- _TASKS TO PERFORM_:
a) In the 2025 Rally Saudi Arabia text below, reproduce the passage that begins with the words containing "Support category results" and ends with "of 319.44 km.".
b) In the 2025 Rally Saudi Arabia text below, how many crews reached the finish?
c) Render this sentence from the 2025 Rally Saudi Arabia text below into Spanish: "Matteo Fontana and Alessandro Arnaboldi were the winners in the WRC3 category."

- _TEXT_:
· · ·

| ← Previous event |
- Host country: Saudi Arabia
- Rally base: Jeddah, Mecca Province
- Dates run: 26 – 29 November 2025
- Start location: Jeddah, Mecca Province
- Finish location: Jeddah, Mecca Province
- Stages: 17 (319.44 km; 198.49 miles)
- Stage surface: Gravel
- Transport distance: 899.13 km (558.69 miles)
- Overall distance: 1,218.57 km (757.18 miles)

Statistics
- Crews registered: 41
- Crews: 39 at start, 32 at finish

Overall results
- Overall winner: Thierry Neuville Martijn Wydaeghe Hyundai Shell Mobis WRT 3:21:17.3
- Sunday Accumulated leader: Sébastien Ogier Vincent Landais Toyota Gazoo Racing WRT 37:47.7
- Power Stage winner: Elfyn Evans Scott Martin Toyota Gazoo Racing WRT 10:54.9

Support category results
- WRC-2 winner: Gus Greensmith Jonas Andersson 3:32:45.6
- WRC-3 winner: Matteo Fontana Alessandro Arnaboldi 3:50:14.8

= 2025 Rally Saudi Arabia =

1st edition of the Rally Saudi Arabia

The 2025 Rally Saudi Arabia was a motor racing event for rally cars held over four days from 26 to 29 November 2025. It marked the first running of the Rally Saudi Arabia, and was the final round of the 2025 World Rally Championship, 2025 WRC2 Championship and 2025 WRC3 Championship. The 2025 event was based in Jeddah, Mecca Province and was contested over seventeen special stages, covering a total competitive distance of 319.44 km.

Thierry Neuville and Martijn Wydaeghe won the rally, and their team, Hyundai Shell Mobis WRT, are the manufacturer's winners. Sébastien Ogier and Vincent Landais won the 2025 world titles, with Ogier tying with Sébastien Loeb for most world titles. Gus Greensmith and Jonas Andersson were the winners in the WRC2 category, and Nikolay Gryazin and Konstantin Aleksandrov became the 2025 WRC2 Challenger champions. Matteo Fontana and Alessandro Arnaboldi were the winners in the WRC3 category.

· · ·

- _RECORDED INFORMATION_:
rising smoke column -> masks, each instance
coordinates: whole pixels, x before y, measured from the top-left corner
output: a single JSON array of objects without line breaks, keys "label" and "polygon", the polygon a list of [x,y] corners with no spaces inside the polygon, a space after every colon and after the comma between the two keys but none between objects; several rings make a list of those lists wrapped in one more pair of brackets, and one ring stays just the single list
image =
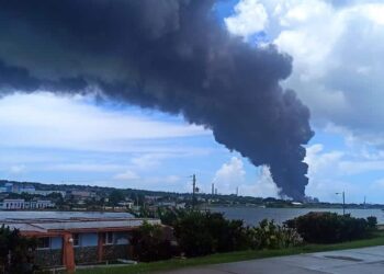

· · ·

- _RESULTS_:
a)
Support category results
- WRC-2 winner: Gus Greensmith Jonas Andersson 3:32:45.6
- WRC-3 winner: Matteo Fontana Alessandro Arnaboldi 3:50:14.8

= 2025 Rally Saudi Arabia =

1st edition of the Rally Saudi Arabia

The 2025 Rally Saudi Arabia was a motor racing event for rally cars held over four days from 26 to 29 November 2025. It marked the first running of the Rally Saudi Arabia, and was the final round of the 2025 World Rally Championship, 2025 WRC2 Championship and 2025 WRC3 Championship. The 2025 event was based in Jeddah, Mecca Province and was contested over seventeen special stages, covering a total competitive distance of 319.44 km.

b) 32 crews were at the finish.

c) Matteo Fontana y Alessandro Arnaboldi fueron los ganadores en la categoría WRC3.